### INPUT

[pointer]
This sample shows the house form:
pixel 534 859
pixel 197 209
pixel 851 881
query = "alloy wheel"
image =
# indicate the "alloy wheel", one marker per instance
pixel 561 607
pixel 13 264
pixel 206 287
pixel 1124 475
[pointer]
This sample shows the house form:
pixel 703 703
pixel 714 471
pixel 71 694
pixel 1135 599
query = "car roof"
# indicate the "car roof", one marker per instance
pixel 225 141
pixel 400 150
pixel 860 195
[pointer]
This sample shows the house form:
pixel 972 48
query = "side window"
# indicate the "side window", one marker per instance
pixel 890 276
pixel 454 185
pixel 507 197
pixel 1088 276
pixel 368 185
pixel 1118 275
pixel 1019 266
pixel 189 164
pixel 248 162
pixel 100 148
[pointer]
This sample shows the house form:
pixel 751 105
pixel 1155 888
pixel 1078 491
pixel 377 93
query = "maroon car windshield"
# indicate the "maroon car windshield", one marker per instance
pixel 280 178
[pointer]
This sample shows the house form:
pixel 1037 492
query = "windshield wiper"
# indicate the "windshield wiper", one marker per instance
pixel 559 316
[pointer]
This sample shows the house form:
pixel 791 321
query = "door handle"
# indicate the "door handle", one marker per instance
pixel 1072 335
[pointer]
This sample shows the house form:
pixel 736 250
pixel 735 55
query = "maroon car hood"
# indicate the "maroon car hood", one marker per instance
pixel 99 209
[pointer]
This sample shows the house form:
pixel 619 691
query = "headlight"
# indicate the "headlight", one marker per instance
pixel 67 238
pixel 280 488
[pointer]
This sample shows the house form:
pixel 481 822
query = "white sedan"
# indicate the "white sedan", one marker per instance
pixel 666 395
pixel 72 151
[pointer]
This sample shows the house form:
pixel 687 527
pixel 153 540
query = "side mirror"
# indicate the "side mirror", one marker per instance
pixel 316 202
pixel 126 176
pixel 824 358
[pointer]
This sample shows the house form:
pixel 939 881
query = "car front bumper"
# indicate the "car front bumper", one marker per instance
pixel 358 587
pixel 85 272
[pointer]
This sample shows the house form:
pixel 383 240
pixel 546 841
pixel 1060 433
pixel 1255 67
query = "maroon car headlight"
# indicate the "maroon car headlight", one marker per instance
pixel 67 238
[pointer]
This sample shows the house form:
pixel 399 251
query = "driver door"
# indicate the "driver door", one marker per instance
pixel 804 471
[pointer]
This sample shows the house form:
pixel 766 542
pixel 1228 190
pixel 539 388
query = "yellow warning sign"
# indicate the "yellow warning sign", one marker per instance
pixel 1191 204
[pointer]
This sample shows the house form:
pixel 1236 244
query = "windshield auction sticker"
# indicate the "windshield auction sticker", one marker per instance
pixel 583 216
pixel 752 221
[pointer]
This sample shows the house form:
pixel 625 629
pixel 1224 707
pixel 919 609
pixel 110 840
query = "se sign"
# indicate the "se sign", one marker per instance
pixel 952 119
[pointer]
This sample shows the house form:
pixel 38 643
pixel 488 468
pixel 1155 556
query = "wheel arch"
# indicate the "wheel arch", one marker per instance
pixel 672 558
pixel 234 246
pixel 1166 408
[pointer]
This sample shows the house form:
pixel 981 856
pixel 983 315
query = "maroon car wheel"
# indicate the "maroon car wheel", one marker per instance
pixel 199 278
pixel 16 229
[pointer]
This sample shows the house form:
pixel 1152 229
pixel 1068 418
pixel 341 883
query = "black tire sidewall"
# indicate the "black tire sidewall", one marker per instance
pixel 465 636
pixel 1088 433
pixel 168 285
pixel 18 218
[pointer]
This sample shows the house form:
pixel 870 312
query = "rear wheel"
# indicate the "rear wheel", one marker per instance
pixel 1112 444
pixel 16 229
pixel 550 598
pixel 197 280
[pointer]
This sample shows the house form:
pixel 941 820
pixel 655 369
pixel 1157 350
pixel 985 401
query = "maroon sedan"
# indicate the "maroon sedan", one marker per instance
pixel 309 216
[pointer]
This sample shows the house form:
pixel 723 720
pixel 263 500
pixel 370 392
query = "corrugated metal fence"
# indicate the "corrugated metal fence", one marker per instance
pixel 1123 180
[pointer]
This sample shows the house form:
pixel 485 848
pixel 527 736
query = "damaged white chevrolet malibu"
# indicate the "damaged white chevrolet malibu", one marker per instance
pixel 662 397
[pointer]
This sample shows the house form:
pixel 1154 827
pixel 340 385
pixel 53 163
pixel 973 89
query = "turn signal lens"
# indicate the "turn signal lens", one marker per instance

######

PROBLEM TO WORK ON: Show the data once more, exactly as it was written.

ANSWER IN FULL:
[pointer]
This sample shows the house form:
pixel 534 859
pixel 197 209
pixel 851 881
query = "alloy wheel"
image =
# indicate the "alloy wheel", one marker per instance
pixel 561 607
pixel 13 264
pixel 206 287
pixel 1124 475
[pointer]
This sample shows the house form:
pixel 703 703
pixel 714 471
pixel 71 694
pixel 1135 599
query = "car roof"
# indicate the "car roof", one marker per instance
pixel 225 141
pixel 400 150
pixel 860 195
[pointer]
This sample shows the house form:
pixel 972 48
query = "side window"
# indicate the "side window", one marker per instance
pixel 890 276
pixel 454 185
pixel 507 197
pixel 1088 276
pixel 368 185
pixel 1118 275
pixel 1019 266
pixel 189 164
pixel 248 162
pixel 100 148
[pointer]
This sample shows the house form:
pixel 751 105
pixel 1155 888
pixel 1078 491
pixel 377 93
query = "maroon car windshield"
# indicate the "maroon car windshield", one marker per instance
pixel 280 178
[pointer]
This sample shows the house form:
pixel 1037 492
query = "windshield wiper"
# indicate the "windshield wiper", one marker per instance
pixel 559 316
[pointer]
This sample shows the house form:
pixel 791 321
query = "door handle"
# indicate the "door handle", one marker per instance
pixel 1072 335
[pointer]
This sample shows the house form:
pixel 736 250
pixel 735 55
query = "maroon car hood"
# indicate the "maroon car hood", one marker per instance
pixel 99 209
[pointer]
This sample shows the house form:
pixel 619 691
query = "headlight"
# indicate the "headlight", one marker per instance
pixel 67 238
pixel 280 488
[pointer]
This sample shows the house form:
pixel 481 822
query = "white sedan"
# indicate the "white sedan", one marker per instance
pixel 666 395
pixel 72 151
[pointer]
This sample shows the house form:
pixel 687 527
pixel 153 540
query = "side mirror"
# indicate the "side mirror", one marker per instance
pixel 316 202
pixel 126 176
pixel 824 358
[pointer]
This sample shows the house form:
pixel 939 881
query = "car front bumper"
# indicate the "car front bumper", one marker per instance
pixel 358 587
pixel 85 272
[pointer]
This sample shows the house form:
pixel 383 240
pixel 546 841
pixel 1060 433
pixel 1255 67
query = "maroon car headlight"
# indicate the "maroon car headlight", one marker per instance
pixel 67 238
[pointer]
This sample shows the house form:
pixel 399 251
query = "driver door"
# indicate the "driver door", one marker per instance
pixel 804 471
[pointer]
This sample shows the house form:
pixel 766 542
pixel 1228 190
pixel 539 388
query = "yellow warning sign"
# indicate the "yellow warning sign", one marker per instance
pixel 1191 204
[pointer]
This sample shows the house form:
pixel 1236 244
query = "windshield auction sticker"
# indicate the "windshield auction sticker", one marker per instance
pixel 583 216
pixel 752 221
[pointer]
This sample shows the house form:
pixel 625 629
pixel 1224 707
pixel 919 609
pixel 110 840
query = "se sign"
# indicate the "se sign", one marker per instance
pixel 952 119
[pointer]
This sample shows the house form:
pixel 38 643
pixel 488 468
pixel 1155 556
query = "wheel arch"
# indicate the "wheel arch", one marker per instance
pixel 672 558
pixel 234 246
pixel 1166 408
[pointer]
This sample shows the house form:
pixel 981 856
pixel 983 315
query = "maroon car wheel"
# indicate the "maroon car wheel", one marker per instance
pixel 199 278
pixel 16 229
[pointer]
This sample shows the house form:
pixel 1152 229
pixel 1068 418
pixel 341 883
query = "black tire sidewall"
# indicate the "black tire sidewall", one marker per instance
pixel 465 636
pixel 1088 433
pixel 168 285
pixel 18 218
[pointer]
This sample shows the house form:
pixel 870 312
query = "rear wheel"
# indicate the "rear wheel", one marker per instance
pixel 1112 444
pixel 16 229
pixel 550 598
pixel 197 280
[pointer]
This sample shows the house form:
pixel 941 820
pixel 655 369
pixel 1157 350
pixel 985 401
query = "maroon sedan"
# indicate the "maroon sedan", one marker per instance
pixel 309 216
[pointer]
This sample shows the house form:
pixel 723 720
pixel 263 500
pixel 370 392
query = "corrugated metal fence"
# indicate the "corrugated metal fence", one marker per instance
pixel 1123 180
[pointer]
This sample shows the house form:
pixel 485 848
pixel 527 736
query = "damaged white chevrolet malibu"
# indicate the "damaged white chevrolet malibu", one marker per instance
pixel 662 397
[pointer]
This sample shows the house form:
pixel 1154 827
pixel 340 385
pixel 53 163
pixel 973 89
query = "turn signal lens"
# indicate the "turn signal lens", one marker per instance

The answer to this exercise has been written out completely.